Work to complete
A - In the GB18030 message, how many bytes can a GB18030 codepoint take?
B - Reproduce the stretch of the GB18030 message from "But it's a multi-byte, variable-length" through "UTF-16, and UTF-32.".

Source document
---------------

Hi Elliot,
Yes - GB18030 is a mapping to EVERY codepoint in Unicode (not just
the assigned ones, but all 1.1 million possible Unicode codepoints).
But it's a multi-byte, variable-length (one to four bytes) set of
codepoints in GB18030.
As Markus Scherer says it is best thought of as a Chinese-market
UTF (Unicode Transformation Format), like UTF-8, UTF-16, and UTF-32.
I agree with you therefore, that PWG CR should view GB18030 as a
valid 'charset' (which can be tagged) but NOT as a unique
'repertoire' (because it's a different encoding of Unicode).
Cheers,
- Ira McDonald
High North Inc
-----Original Message-----
From: ElliottBradshaw@oaktech.com [mailto:ElliottBradshaw@oaktech.com]
Sent: Monday, March 03, 2003 11:32 AM
To: McDonald, Ira
Cc: 'cr@pwg.org'; owner-cr@pwg.org
Subject: Re: CR> FW: GB 18030 Information Required
Interesting.

---------------

Stored data
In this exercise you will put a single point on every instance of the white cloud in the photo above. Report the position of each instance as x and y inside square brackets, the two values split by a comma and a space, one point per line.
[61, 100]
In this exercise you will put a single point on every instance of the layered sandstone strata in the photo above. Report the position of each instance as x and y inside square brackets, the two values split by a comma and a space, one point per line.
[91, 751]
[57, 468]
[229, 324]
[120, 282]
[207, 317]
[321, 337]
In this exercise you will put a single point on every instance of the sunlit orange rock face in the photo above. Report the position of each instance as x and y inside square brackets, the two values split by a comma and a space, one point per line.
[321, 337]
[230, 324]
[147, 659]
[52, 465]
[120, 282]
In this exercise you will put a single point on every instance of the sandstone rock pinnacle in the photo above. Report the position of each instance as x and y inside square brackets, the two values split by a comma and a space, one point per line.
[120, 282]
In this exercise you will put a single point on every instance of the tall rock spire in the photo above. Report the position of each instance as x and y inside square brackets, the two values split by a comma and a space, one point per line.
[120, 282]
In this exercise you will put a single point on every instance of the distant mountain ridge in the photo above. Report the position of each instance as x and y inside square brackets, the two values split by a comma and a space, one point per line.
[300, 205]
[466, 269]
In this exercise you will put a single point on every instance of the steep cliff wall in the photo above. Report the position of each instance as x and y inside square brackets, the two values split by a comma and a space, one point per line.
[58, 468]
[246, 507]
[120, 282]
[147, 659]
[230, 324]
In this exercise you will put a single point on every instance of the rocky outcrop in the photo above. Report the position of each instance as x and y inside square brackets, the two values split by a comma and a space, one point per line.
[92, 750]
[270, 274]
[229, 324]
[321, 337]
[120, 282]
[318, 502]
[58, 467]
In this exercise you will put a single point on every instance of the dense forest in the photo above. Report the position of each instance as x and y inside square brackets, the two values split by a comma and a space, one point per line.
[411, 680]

---------------

Outputs by task
A - One to four bytes.

B -
But it's a multi-byte, variable-length (one to four bytes) set of
codepoints in GB18030.
As Markus Scherer says it is best thought of as a Chinese-market
UTF (Unicode Transformation Format), like UTF-8, UTF-16, and UTF-32.